PROBLEM: Rewrite everything from the line containing "Pointing guideline: for each instance of the human" down to the end of the records, requests included, and raise every coordinate in the answers by 80. Leave the pictures out of your answer.

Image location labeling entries
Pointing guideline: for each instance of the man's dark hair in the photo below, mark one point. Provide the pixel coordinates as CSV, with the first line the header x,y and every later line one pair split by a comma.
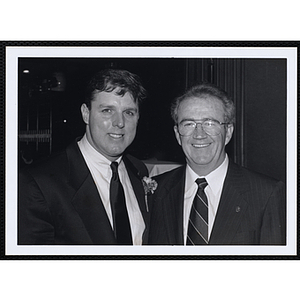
x,y
206,90
111,79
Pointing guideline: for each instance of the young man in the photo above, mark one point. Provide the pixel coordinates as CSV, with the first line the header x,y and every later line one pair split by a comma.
x,y
91,193
211,200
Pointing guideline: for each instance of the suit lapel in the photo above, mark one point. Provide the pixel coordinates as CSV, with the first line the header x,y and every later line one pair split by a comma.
x,y
86,199
135,177
232,208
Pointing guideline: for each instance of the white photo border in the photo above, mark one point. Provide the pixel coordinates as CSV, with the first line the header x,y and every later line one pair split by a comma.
x,y
11,142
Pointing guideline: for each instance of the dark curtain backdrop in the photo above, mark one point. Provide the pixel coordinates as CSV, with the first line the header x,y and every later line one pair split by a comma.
x,y
257,86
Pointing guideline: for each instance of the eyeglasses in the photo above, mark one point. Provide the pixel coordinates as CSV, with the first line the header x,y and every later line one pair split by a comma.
x,y
210,127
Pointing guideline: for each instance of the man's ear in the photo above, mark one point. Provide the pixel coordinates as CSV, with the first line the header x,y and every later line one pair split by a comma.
x,y
85,112
229,132
177,135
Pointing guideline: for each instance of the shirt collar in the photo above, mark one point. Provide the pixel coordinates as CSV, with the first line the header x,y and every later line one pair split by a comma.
x,y
215,179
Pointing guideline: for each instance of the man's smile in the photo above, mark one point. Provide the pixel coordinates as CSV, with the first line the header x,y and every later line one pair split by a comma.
x,y
115,135
201,145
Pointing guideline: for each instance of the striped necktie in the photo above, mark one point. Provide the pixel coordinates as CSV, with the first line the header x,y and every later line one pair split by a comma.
x,y
119,211
198,221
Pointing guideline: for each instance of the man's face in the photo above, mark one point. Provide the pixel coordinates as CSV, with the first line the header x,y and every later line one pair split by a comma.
x,y
204,153
111,123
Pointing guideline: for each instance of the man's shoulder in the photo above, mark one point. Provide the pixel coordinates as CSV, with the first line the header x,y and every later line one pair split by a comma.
x,y
251,176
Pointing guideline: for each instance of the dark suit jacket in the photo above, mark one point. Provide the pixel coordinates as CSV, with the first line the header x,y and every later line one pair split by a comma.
x,y
59,202
251,210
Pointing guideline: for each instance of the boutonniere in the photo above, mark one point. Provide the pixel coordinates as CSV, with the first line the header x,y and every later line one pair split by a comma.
x,y
150,185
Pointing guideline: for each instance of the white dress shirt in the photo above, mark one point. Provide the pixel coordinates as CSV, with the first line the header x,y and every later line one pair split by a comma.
x,y
99,167
213,191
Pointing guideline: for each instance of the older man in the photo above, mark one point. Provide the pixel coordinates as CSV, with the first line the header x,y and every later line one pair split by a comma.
x,y
91,193
211,200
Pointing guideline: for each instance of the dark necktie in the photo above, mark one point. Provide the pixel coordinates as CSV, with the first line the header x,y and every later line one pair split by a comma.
x,y
119,211
198,222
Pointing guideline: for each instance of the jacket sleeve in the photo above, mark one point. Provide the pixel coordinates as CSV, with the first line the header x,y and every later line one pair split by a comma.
x,y
35,224
273,228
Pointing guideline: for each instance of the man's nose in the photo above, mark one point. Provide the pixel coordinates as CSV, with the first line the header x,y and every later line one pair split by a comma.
x,y
118,120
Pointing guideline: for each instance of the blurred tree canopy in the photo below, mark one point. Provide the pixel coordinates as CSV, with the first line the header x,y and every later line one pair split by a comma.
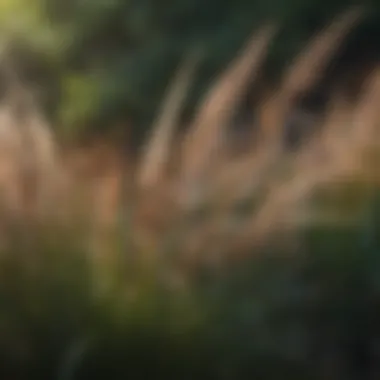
x,y
99,62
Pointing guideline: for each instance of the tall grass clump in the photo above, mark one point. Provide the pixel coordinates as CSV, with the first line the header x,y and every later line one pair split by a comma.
x,y
258,265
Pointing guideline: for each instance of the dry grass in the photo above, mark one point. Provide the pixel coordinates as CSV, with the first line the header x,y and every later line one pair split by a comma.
x,y
199,206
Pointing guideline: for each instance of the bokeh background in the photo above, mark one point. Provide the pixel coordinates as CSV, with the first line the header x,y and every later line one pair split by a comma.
x,y
189,189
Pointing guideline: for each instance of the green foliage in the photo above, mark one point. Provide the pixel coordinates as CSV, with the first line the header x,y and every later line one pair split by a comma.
x,y
123,53
298,316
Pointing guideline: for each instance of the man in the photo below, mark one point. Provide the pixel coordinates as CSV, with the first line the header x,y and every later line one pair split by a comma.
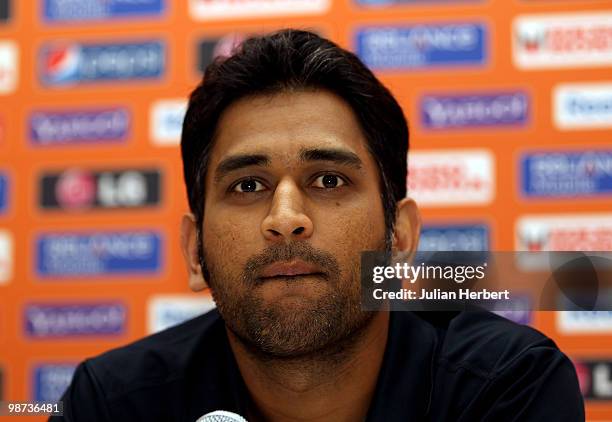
x,y
295,162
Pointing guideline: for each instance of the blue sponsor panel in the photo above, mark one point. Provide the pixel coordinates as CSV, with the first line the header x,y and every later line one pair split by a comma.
x,y
423,46
566,174
74,320
4,192
51,380
473,111
96,254
456,237
86,10
77,127
72,64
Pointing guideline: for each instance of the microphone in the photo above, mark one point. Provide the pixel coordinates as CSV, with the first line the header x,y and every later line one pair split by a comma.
x,y
221,416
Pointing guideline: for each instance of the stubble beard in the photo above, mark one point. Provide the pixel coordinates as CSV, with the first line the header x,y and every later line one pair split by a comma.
x,y
325,327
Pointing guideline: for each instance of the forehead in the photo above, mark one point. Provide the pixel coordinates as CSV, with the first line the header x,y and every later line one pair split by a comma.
x,y
282,125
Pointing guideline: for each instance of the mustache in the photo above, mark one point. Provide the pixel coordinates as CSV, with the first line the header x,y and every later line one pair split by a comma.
x,y
288,252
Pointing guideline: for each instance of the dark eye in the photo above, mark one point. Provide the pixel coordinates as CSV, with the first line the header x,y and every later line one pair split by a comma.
x,y
328,181
249,185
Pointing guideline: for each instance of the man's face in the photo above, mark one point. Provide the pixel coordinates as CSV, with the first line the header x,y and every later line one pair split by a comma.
x,y
292,198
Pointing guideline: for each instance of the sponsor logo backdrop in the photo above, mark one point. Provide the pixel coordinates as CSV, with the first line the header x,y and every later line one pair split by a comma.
x,y
510,108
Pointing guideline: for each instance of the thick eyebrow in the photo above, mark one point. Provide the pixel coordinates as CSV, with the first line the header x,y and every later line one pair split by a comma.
x,y
338,156
236,162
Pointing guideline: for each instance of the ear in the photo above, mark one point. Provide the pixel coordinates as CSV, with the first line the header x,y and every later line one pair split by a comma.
x,y
407,228
189,247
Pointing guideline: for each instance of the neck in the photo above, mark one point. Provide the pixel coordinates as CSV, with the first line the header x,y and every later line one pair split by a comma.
x,y
331,385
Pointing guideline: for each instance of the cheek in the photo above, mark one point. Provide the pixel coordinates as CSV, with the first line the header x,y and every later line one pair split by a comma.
x,y
348,229
227,240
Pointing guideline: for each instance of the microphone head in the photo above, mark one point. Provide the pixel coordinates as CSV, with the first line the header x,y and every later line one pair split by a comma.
x,y
221,416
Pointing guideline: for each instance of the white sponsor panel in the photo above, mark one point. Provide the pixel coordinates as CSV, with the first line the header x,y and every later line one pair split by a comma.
x,y
208,10
584,322
582,232
165,311
6,257
166,121
563,40
451,177
541,233
9,66
583,106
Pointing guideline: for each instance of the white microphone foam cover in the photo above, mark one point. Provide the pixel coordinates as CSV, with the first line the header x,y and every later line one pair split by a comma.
x,y
221,416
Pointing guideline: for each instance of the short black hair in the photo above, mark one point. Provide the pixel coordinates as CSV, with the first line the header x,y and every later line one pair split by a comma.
x,y
293,60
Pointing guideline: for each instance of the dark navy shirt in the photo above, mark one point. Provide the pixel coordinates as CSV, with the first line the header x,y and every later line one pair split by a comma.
x,y
468,366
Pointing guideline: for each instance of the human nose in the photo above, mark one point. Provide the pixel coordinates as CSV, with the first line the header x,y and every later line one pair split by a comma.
x,y
287,219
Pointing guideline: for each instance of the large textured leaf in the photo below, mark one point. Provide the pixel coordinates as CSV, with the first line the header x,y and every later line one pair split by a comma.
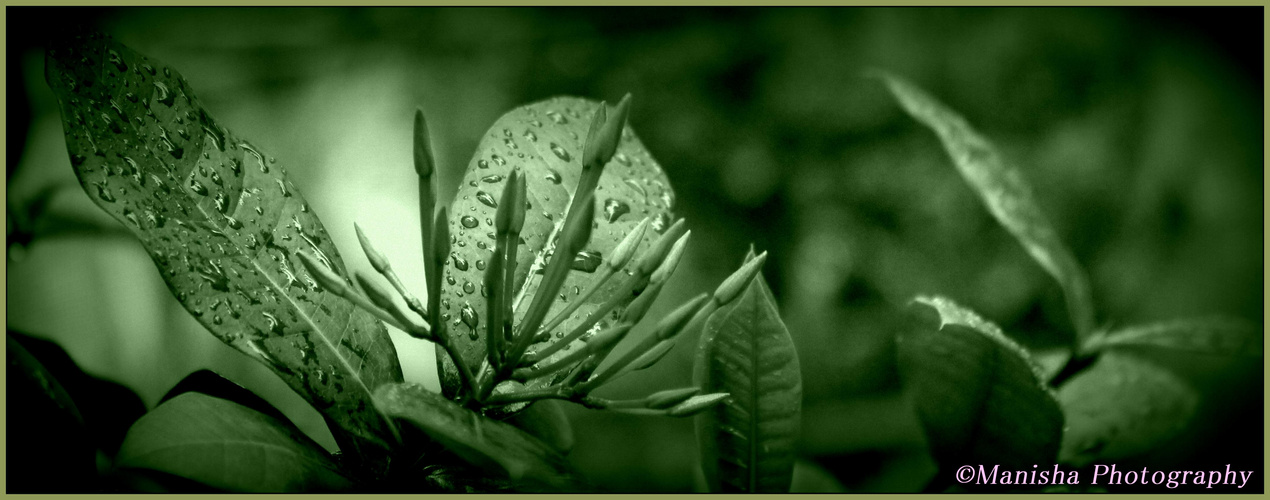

PROBLEM SOLUTION:
Pointing guideline: for each instance of the human nose in the photo above, mark one point. Provide the pixel coordinates as CSV, with the first line the header x,y and every later line one pair split by a comma.
x,y
367,299
Pointing guideline: for each instance of the large textured leaf in the photo below, mark one point. Provide the pixel coordinates as CSV, with the first line the header x,y and every later line one pair split by a comma.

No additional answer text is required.